TASK TO CARRY OUT - Write out the listing below character for character, though without its pictures.
----- INFORMATION PROVIDED
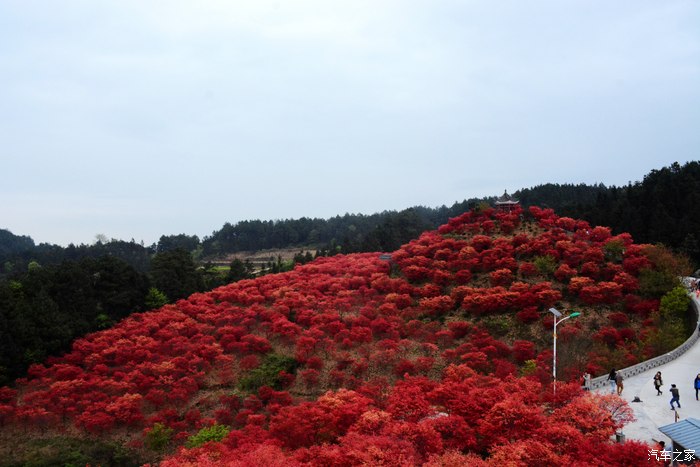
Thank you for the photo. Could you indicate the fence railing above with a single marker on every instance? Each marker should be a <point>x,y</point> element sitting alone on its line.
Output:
<point>601,381</point>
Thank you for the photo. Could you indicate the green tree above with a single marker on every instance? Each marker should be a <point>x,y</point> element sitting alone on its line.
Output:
<point>155,298</point>
<point>175,274</point>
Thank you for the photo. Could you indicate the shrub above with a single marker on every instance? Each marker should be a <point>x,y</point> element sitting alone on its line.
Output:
<point>158,437</point>
<point>212,433</point>
<point>269,373</point>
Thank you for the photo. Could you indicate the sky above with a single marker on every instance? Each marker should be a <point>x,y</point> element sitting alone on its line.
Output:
<point>135,119</point>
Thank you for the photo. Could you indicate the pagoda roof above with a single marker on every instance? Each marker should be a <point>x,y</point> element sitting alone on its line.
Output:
<point>506,199</point>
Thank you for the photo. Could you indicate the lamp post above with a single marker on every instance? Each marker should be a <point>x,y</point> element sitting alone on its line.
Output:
<point>557,314</point>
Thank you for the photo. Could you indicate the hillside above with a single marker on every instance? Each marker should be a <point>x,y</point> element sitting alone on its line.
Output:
<point>440,355</point>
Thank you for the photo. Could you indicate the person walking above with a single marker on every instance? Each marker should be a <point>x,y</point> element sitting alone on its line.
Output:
<point>675,396</point>
<point>618,383</point>
<point>612,380</point>
<point>658,382</point>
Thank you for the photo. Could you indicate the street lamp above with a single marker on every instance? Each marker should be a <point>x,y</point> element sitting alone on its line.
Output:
<point>557,314</point>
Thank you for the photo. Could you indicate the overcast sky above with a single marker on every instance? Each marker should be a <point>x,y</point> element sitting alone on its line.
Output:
<point>135,119</point>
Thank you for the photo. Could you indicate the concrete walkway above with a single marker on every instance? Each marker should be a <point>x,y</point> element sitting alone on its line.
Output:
<point>655,411</point>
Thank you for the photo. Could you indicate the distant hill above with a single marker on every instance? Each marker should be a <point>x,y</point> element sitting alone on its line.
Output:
<point>662,208</point>
<point>440,354</point>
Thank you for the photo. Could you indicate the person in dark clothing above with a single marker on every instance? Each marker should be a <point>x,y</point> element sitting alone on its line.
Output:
<point>612,378</point>
<point>675,396</point>
<point>658,382</point>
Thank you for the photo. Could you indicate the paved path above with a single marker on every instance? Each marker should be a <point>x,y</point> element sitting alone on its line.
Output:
<point>655,411</point>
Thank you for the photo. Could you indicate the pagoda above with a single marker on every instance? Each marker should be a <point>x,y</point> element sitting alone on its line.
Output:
<point>506,203</point>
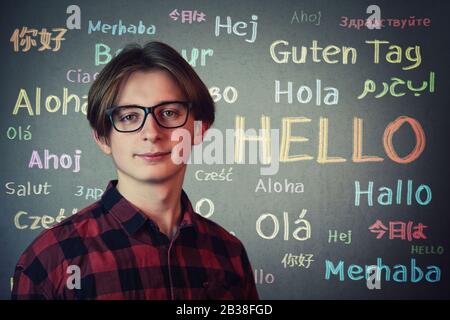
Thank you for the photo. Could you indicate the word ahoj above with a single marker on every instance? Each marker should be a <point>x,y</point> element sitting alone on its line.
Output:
<point>65,161</point>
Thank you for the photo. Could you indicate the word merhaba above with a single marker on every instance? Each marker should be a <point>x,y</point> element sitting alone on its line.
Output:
<point>399,272</point>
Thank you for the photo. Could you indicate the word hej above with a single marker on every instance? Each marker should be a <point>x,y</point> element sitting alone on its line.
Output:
<point>65,160</point>
<point>344,237</point>
<point>389,196</point>
<point>282,52</point>
<point>22,220</point>
<point>399,230</point>
<point>238,28</point>
<point>399,272</point>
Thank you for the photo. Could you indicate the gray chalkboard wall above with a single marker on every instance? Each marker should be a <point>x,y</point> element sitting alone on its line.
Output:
<point>365,186</point>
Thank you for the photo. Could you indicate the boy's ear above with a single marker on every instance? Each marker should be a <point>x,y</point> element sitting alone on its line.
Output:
<point>101,142</point>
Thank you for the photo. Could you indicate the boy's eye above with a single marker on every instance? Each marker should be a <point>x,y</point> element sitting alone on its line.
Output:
<point>169,113</point>
<point>128,117</point>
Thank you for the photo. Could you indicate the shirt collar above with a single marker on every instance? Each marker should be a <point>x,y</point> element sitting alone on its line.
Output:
<point>131,218</point>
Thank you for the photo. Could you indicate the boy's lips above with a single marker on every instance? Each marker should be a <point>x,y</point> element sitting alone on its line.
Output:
<point>152,155</point>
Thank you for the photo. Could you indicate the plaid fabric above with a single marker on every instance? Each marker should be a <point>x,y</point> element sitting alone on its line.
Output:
<point>121,254</point>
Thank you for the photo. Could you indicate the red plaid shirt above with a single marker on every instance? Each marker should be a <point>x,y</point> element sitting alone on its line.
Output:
<point>121,254</point>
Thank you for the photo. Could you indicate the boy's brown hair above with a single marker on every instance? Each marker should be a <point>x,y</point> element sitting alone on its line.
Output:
<point>154,55</point>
----------
ANSWER BOX -
Thank you for the photo. Could you indicate the fence railing above with a single marker on every instance? Each marker should be a <point>x,y</point> element sitting alone on its line.
Output:
<point>601,381</point>
Thank you for the photo. Could you indicate the green tree above with a single marker on every instance? Each marker should be a <point>x,y</point> element sitting alone on its line.
Output:
<point>155,298</point>
<point>175,274</point>
Thank you for the photo. Could you indicate the shrub above with a single marker on every instance? Each marker should be a <point>x,y</point> element sitting alone on its line.
Output:
<point>158,437</point>
<point>212,433</point>
<point>269,373</point>
Thank you for the photo. Could you indicate the sky above with a single marker on every instance? Each marker should be a <point>x,y</point> element sitting alone on its line.
Output:
<point>135,119</point>
Thank you for the photo. Could you indicate the pagoda roof above with a single marker on every instance? Each marker should be a <point>x,y</point> element sitting alone on its line.
Output:
<point>506,199</point>
Thank you for the photo. Could you indicate the lamp post above with a single marker on every instance? Each marker should be a <point>x,y</point> element sitting alone on its line.
Output:
<point>557,314</point>
Thank you for the photo. Could you indicate the hillside above with a single marker on every instance? Each marker should be a <point>x,y</point> element sitting alone on its line.
Output:
<point>440,355</point>
Thank you for the photo. Could you indicate the person walking above with a single marker on every instance? Each marker should be a <point>x,y</point> element sitting alone on its line.
Output:
<point>675,396</point>
<point>618,383</point>
<point>612,380</point>
<point>658,382</point>
Thank you for the photo. Could you indicate the street lamp above with a single marker on every instance? Each marker should be a <point>x,y</point> element sitting alone on its line.
Output:
<point>557,314</point>
Thank you for the photo. Could you indicate the overcast sky above with a single marker on every instance? Each marker should be a <point>x,y</point> element sitting alone on its line.
Output:
<point>135,119</point>
Thank you for the photo. Could you indicate the concrete walkway above with a single marker on every instance? Each marker should be a <point>x,y</point> element sitting alone on its line.
Output:
<point>655,411</point>
Thank you for the photo. Could you indicate the distant hill above with a single marker on every instance? Each marker should be a <point>x,y</point> element sitting alone on its line.
Output:
<point>662,208</point>
<point>440,354</point>
Thank you for the photo. Could you indicate the person in dark clothing above with a single marker on every instance? Each marker should be a <point>x,y</point> element sitting alone on its line.
Output:
<point>612,378</point>
<point>675,396</point>
<point>658,382</point>
Thank you for the photo. Could you indicate the paved path above with a single marker on every instance? Each marker should be a <point>x,y</point> element sitting alone on its line.
Output:
<point>655,411</point>
Thank you for the photo. Could you indicate the pagoda above with a single marker on every instance? Each marker should be a <point>x,y</point> element sitting alone on its line.
Output:
<point>506,203</point>
Thank you for the photo. Could you indicate the word ahoj above with a single marker on every instance? Each marker should be a <point>x,y</point> element sitting alone on its line.
Output:
<point>65,161</point>
Thank you for the photo. Could you indicate the word merhaba above with a single marker on every instance? Each marker should be a <point>x,y</point> element sitting alone on its line.
Output:
<point>399,272</point>
Thank you for the photo. Could you indicate the word hej above with a single marker on every instance? Each marker should be a <point>x,y</point> element sitting alone on its line.
Output:
<point>65,160</point>
<point>344,237</point>
<point>389,196</point>
<point>282,52</point>
<point>22,220</point>
<point>399,230</point>
<point>238,28</point>
<point>399,272</point>
Thank you for the photo. Could you indicate the gray chalkboard wall above with a single marker on every instance? Each marker should be a <point>x,y</point> element sitting alone on its line.
Output:
<point>365,186</point>
Thank you for the photo. Could you indicate the boy's ear above with a single marker on every instance? Each marker should be a <point>x,y</point> element sitting alone on its line.
Output:
<point>101,142</point>
Thank you for the photo. Could you indicate the boy's eye above with a single marker on every instance? Each marker should be a <point>x,y</point> element sitting alone on its line.
Output:
<point>169,113</point>
<point>128,117</point>
Thank you for the photo. Could you indicate the shirt collar above with a single marker on every instance? Each marker should be a <point>x,y</point> element sitting alone on its line.
Output:
<point>131,218</point>
Thank you for the photo. Could you indicate the boy's lips above with a single marker on every instance? Each marker should be a <point>x,y</point> element sitting alone on its line.
Output:
<point>152,155</point>
Thank you for the photo. Could you indicate the plaid fabric above with a single marker on every instance? Each marker should be a <point>x,y</point> element sitting alone on its line.
Output:
<point>121,254</point>
Thank you for the photo. Could you indicate the red plaid shirt above with a single marker on every instance? Each marker should be a <point>x,y</point> element sitting alone on its line.
Output:
<point>121,254</point>
Thank you for the photo. Could you indicate the boy's brown hair above with a single marker on every instance? Each marker should be a <point>x,y</point> element sitting alone on its line.
Output:
<point>154,55</point>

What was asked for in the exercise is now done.